Dataset content:
^^^^^^^^^^^^^^^^

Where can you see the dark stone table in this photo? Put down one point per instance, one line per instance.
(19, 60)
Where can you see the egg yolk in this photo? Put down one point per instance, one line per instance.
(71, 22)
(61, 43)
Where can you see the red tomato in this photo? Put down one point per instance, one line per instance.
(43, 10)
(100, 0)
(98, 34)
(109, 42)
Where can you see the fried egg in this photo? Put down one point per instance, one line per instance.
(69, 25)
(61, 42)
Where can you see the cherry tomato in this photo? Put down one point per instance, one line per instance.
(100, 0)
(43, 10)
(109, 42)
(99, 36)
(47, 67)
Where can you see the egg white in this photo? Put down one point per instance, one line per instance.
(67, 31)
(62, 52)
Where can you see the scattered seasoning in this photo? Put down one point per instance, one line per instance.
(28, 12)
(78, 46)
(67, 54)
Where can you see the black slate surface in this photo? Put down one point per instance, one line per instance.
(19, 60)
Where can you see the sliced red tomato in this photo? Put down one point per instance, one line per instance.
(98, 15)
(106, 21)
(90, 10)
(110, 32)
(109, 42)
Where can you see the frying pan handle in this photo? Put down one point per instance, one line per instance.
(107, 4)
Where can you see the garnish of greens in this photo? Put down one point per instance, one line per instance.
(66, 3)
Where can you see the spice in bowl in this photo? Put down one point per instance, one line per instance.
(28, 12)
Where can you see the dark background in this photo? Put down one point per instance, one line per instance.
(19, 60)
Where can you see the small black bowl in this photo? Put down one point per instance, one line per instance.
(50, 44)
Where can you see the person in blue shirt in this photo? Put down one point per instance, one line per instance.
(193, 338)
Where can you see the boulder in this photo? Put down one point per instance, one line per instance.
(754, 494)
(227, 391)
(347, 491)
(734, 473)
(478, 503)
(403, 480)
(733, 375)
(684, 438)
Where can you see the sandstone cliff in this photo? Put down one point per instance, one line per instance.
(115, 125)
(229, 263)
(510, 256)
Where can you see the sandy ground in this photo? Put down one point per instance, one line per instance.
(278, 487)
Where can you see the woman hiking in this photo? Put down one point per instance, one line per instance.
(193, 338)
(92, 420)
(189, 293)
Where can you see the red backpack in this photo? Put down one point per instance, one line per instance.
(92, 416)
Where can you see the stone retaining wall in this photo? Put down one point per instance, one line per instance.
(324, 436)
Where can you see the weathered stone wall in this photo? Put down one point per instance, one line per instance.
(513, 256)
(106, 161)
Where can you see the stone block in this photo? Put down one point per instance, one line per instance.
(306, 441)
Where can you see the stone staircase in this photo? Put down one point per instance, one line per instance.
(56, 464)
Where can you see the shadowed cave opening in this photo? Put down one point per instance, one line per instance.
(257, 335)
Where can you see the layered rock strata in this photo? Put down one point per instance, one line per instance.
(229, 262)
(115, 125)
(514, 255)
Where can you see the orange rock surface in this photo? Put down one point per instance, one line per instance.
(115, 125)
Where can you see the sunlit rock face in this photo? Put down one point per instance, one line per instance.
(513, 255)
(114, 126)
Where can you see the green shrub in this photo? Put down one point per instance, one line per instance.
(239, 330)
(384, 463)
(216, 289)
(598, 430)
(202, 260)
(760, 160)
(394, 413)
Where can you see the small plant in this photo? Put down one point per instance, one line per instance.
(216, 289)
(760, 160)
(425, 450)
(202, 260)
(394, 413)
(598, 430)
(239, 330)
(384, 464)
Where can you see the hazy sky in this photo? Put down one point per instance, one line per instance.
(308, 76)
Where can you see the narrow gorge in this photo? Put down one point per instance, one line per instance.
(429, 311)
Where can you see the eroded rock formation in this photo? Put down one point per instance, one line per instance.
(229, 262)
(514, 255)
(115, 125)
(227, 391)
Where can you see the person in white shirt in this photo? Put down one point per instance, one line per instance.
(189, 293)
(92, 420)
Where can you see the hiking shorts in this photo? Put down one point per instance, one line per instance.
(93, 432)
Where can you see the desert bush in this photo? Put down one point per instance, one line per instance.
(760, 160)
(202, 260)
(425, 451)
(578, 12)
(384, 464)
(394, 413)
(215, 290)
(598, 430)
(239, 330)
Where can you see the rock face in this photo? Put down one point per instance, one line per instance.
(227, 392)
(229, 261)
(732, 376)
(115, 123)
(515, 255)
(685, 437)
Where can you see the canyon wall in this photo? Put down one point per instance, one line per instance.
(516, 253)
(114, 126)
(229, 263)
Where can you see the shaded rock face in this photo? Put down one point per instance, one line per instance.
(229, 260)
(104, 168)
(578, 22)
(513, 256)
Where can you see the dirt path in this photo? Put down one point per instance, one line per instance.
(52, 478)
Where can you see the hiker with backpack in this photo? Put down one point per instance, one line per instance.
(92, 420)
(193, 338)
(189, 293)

^^^^^^^^^^^^^^^^

Required action:
Each line of the material above must be retyped precisely.

Answer to this task:
Where can you see the dark stone table in this photo? Put down one point per instance, one line per instance.
(19, 60)
Where can you see the egg yolk in this photo? Put down one point per instance, one line per instance.
(71, 22)
(61, 43)
Where can you see the red tomato in this photo? Put down one point per instance, one line per instance.
(43, 10)
(100, 0)
(98, 34)
(109, 42)
Where can you see the fried egg in this photo? Put down one point per instance, one line per instance.
(69, 25)
(61, 42)
Where can you see the cherry tomato in this photo? Put down one point per instance, one line per instance.
(100, 0)
(43, 10)
(109, 42)
(99, 36)
(47, 67)
Where can you see the egg white in this photo? Put down one point per instance, one line per instance.
(67, 31)
(62, 52)
Where can you see the scattered seasoning in this photo? Put down one point per instance, one line per instance.
(28, 12)
(78, 46)
(67, 54)
Where can you see the black slate surface in this photo? Put down one point per instance, one line per instance.
(19, 60)
Where can you see the sliced red tomato in this photo? Put down one point per instance, one line per instance.
(98, 15)
(106, 21)
(90, 10)
(110, 32)
(109, 42)
Where can you see the frying pan handle in this photo? Put down one point per instance, one line per instance.
(107, 4)
Where can you see the garnish of greens in this photo? Put down one point per instance, one line per instance.
(66, 3)
Where can you see the spice in bowl in this photo? Put down one point per instance, one line per instance.
(28, 12)
Where can you see the dark background in this photo? Put down one point per instance, one line per instance.
(19, 60)
Where can you see the small black bowl in this photo? Put down one point per instance, one line per instance.
(50, 44)
Where can you see the person in blue shirt in this photo? Put down one point per instance, one line per instance.
(193, 338)
Where can you see the boulder in this photo? Put down one point per instance, one line per instance.
(754, 494)
(227, 391)
(347, 491)
(734, 473)
(478, 503)
(403, 480)
(733, 375)
(684, 438)
Where can you see the sandstone cliff in this photo? Put down one point per instance, one line per instance.
(115, 125)
(229, 263)
(510, 256)
Where can you see the sandy ground in this photo? Put down one point per instance, one line per instance.
(278, 487)
Where can you see the woman hiking in this photo? Put down one point per instance, one line per instance.
(193, 338)
(92, 420)
(189, 293)
Where can you see the red backpack in this photo? Put down one point per instance, one line per instance.
(92, 416)
Where can you see the stone retaining wall in this photo? Put down one point per instance, one line per instance.
(324, 436)
Where can you see the weathered stone wall in this photo? Put down one point per instance, one line per instance.
(513, 256)
(106, 161)
Where can you see the stone block in this photo? Put down one point per instance, one line per instance.
(306, 441)
Where can you see the stone staircase in this photo? Put down one point per instance, one line per instance.
(56, 464)
Where can you see the shadowed cave opening in this photo? Put down one point per instance, one line per instance.
(257, 335)
Where can you see the layered rock strata in this photo? Put down one point per instance, one line per instance.
(229, 262)
(115, 125)
(514, 255)
Where can you see the orange rock surface in this photo? Put down one point per instance, one line per instance.
(115, 125)
Where can you see the sunlit rock face in this photo? Put down one point per instance, one line per instance.
(513, 255)
(114, 126)
Where can you see the green shrub in this photo? Put down one point per instance, one line per instance.
(239, 330)
(384, 463)
(216, 289)
(598, 430)
(202, 260)
(760, 160)
(394, 413)
Where can you see the small plant in this photo? Put down one point per instance, one line per instance.
(216, 289)
(760, 160)
(425, 450)
(202, 260)
(394, 413)
(598, 430)
(239, 330)
(384, 464)
Where can you see the hazy sky in this photo? Put down one point per instance, one line per instance.
(308, 76)
Where can you see the narrow gorge in this photo? Put down one point per instance, one line per instance.
(429, 311)
Where can you see the eroded rock formation in this photo? Put down one point per instance, one line per instance.
(229, 262)
(514, 255)
(115, 125)
(227, 391)
Where can you see the person in white shirt in this photo? Put down one point per instance, one line per instance.
(189, 293)
(92, 420)
Where can you see the hiking shorts in this photo? Put down one point per instance, one line per instance.
(93, 432)
Where can you see the desert bush in this photo? Put down one point per instance, one line per instance.
(760, 160)
(202, 260)
(425, 451)
(578, 12)
(384, 464)
(394, 413)
(215, 290)
(598, 430)
(239, 330)
Where can you see the rock face in this photo? Put down one point per instance, one line per instance.
(227, 392)
(229, 261)
(732, 376)
(115, 123)
(515, 255)
(685, 437)
Where can you see the canyon wall in this photo? Put down one point per instance, one line per instance.
(516, 253)
(114, 126)
(229, 263)
Where can you see the shaded rock face in this photo? Put down one point per instance, one line per instance.
(229, 260)
(104, 168)
(578, 22)
(513, 256)
Where can you see the dirt path in this photo? Put down one point per instance, one line per instance.
(52, 478)
Where can you see the hiker with backpack in this photo? Put down one point per instance, one line per instance.
(92, 420)
(193, 338)
(189, 293)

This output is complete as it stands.